Text under study:
· · · ·

More than 100 business leaders and the county of San Luis Obispo have produced what’s being called a first-ever economic strategy for creating more private-sector jobs on the Central Coast.
The 45-page game plan was produced by the Economic Vitality Corp. of San Luis Obispo and funded with $50,000 from the county and more than $75,500 from the private sector. The strategy lays out five fast-growing economic clusters that account for more than 40,000 jobs in the county.
The document is more than a vaguely worded vision. Business leaders from each cluster came up with three to five steps they believe will spur growth in the immediate future, and now that the report is out, meetings are under way to get the ball rolling on those steps.
The report is available on the EVC’s website at www.sloevc.org/strategy.php.
EVC President Mike Manchak said the report’s biggest achievement was bringing together more than 100 business leaders from different sectors to work with county Supervisors Adam Hill and Frank Mecham. Many of the businesses have customers outside of the county, or even the state or country.
“You bring people together who otherwise don’t think they have a stake in the economy, and they realize that they do,” Manchak said. “They have people here. They invest here. It’s a virtuous cycle of prosperity.”
The “clusters of opportunity” are building design and construction; health services; a software and information technology cluster; specialized manufacturing and a “Uniquely SLO County” group that includes everything from hotels and fine dining to wine grapes and broccoli.
Between 1995 and 2008, jobs in those clusters grew more than 59 percent, according to the study, while jobs outside them grew less than 1 percent.
One surprising finding of the study was that specialized manufacturing jobs, on a per capita basis, are four times more concentrated in San Luis Obispo County than throughout the state. Most of those employers have been insulated from the downturn and have posted growing sales.

· · · ·

Assigned task A:
According to the article on San Luis Obispo County's economic strategy, how much money did the county put toward producing the plan?
Assigned task B:
Write a continuation of the article on San Luis Obispo County's economic strategy, picking up after its final sentence.

Data records:
· · · ·

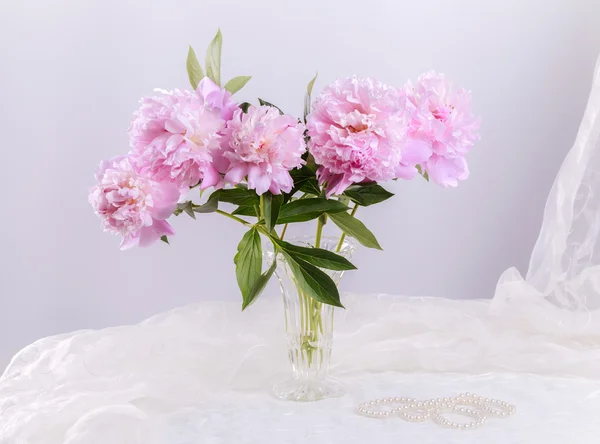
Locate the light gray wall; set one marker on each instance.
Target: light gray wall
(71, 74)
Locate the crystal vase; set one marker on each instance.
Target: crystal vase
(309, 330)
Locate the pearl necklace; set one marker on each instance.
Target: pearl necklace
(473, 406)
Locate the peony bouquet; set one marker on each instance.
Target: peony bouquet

· · · ·

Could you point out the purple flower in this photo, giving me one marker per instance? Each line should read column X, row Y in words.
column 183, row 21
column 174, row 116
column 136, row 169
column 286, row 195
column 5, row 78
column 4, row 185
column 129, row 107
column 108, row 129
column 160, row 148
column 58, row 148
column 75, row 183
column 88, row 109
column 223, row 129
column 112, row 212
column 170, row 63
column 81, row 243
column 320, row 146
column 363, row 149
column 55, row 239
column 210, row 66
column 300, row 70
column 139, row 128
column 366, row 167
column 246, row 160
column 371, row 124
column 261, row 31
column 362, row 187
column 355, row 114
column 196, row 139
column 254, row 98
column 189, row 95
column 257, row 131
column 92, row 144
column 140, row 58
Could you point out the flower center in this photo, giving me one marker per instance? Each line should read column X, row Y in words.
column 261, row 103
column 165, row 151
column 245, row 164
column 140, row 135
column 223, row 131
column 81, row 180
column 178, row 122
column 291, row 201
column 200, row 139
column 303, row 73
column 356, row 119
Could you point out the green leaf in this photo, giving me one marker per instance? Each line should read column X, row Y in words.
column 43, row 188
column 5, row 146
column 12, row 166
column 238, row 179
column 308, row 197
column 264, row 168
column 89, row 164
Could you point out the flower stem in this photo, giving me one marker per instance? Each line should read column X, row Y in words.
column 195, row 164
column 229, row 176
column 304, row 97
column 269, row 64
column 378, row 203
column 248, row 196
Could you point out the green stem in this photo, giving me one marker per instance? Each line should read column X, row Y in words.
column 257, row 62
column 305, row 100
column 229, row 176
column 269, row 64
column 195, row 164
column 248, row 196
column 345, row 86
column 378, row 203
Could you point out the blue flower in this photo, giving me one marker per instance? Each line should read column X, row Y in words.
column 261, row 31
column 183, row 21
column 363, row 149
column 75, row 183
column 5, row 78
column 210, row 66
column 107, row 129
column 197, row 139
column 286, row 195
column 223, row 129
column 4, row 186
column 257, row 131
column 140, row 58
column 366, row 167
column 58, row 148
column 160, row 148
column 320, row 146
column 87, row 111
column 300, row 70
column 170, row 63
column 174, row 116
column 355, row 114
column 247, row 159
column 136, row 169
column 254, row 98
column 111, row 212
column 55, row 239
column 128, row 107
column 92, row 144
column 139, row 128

· · · ·

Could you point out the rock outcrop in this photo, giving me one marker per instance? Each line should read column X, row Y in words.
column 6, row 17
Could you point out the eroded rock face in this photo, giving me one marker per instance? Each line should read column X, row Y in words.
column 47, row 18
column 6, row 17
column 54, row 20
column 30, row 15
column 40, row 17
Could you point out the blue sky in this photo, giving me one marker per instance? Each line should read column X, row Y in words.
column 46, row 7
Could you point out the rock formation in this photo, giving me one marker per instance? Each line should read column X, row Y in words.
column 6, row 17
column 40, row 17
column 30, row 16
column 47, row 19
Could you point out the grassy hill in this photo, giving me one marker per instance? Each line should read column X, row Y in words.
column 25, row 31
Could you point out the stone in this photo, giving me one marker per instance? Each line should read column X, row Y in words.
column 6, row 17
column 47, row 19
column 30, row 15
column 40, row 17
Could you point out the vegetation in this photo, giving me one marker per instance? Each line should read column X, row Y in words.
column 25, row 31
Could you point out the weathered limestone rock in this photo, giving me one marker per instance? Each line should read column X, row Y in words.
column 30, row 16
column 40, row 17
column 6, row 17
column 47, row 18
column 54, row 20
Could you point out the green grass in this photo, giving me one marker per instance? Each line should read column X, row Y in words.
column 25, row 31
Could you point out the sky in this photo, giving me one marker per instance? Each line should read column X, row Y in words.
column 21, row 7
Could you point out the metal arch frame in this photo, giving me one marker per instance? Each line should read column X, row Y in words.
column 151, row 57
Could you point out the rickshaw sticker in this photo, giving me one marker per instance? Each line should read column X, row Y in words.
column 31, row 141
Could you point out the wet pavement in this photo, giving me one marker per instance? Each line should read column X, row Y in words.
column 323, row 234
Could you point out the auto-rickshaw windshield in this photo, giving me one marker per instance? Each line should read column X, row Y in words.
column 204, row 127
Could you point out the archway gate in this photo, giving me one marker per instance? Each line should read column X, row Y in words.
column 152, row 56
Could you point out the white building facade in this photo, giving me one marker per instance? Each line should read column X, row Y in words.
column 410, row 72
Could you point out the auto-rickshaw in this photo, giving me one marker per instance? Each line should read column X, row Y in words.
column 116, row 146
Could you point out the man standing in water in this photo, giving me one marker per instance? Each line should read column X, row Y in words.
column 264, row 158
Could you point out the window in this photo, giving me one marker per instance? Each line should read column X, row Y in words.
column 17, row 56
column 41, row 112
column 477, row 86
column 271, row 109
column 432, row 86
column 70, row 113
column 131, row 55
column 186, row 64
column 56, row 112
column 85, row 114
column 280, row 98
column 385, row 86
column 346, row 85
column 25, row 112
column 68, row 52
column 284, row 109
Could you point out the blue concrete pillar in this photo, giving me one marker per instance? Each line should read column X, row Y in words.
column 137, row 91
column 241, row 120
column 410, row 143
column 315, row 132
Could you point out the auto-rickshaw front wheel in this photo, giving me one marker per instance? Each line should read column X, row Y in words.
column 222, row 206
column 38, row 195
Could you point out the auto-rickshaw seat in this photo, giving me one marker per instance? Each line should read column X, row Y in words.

· · · ·

Task response A:
$50,000

Task response B:
“No one knows who’s here because we don’t raise our heads above ground, halfway because of fear of what the city will do and halfway because we’re all small-business guys who can’t be bothered with that pesky business community thing,” said Ty Safreno, CEO of Trust Automation.
Safreno said he realized he needed to get involved when he had trouble filling a firmware engineering job that needed an experienced candidate. He got only five resumes, “and they were all garbage,” he said. “One of my friends in a small business said they see engineers fleeing the area.”
The manufacturers in SLO County usually don’t compete with each other, so one of the first goals is to come together and work out an industry plan for attracting talent and showing candidates that there will be work for their spouses and that housing prices aren’t all that bad, considering homes can be had in the North County for less than $200,000.
Another issue for manufacturers is building permits. “We locate here because we like the quality of life. When we were looking at building our new facility, we were courted very heavily by other states,” said Kevin Meyer, president of Specialty Silicone Fabricators in Paso Robles. “The regulatory environment and some of the hoops we had to jump through in building our new facility were difficult and costly.”
Those issues are on the minds of builders, too. One goal of that cluster is to work with the county to come up with guidelines for “high quality developments” — in other words, a road map to developers about what the county is looking for, reducing uncertainty and inefficiency in the process of getting things built.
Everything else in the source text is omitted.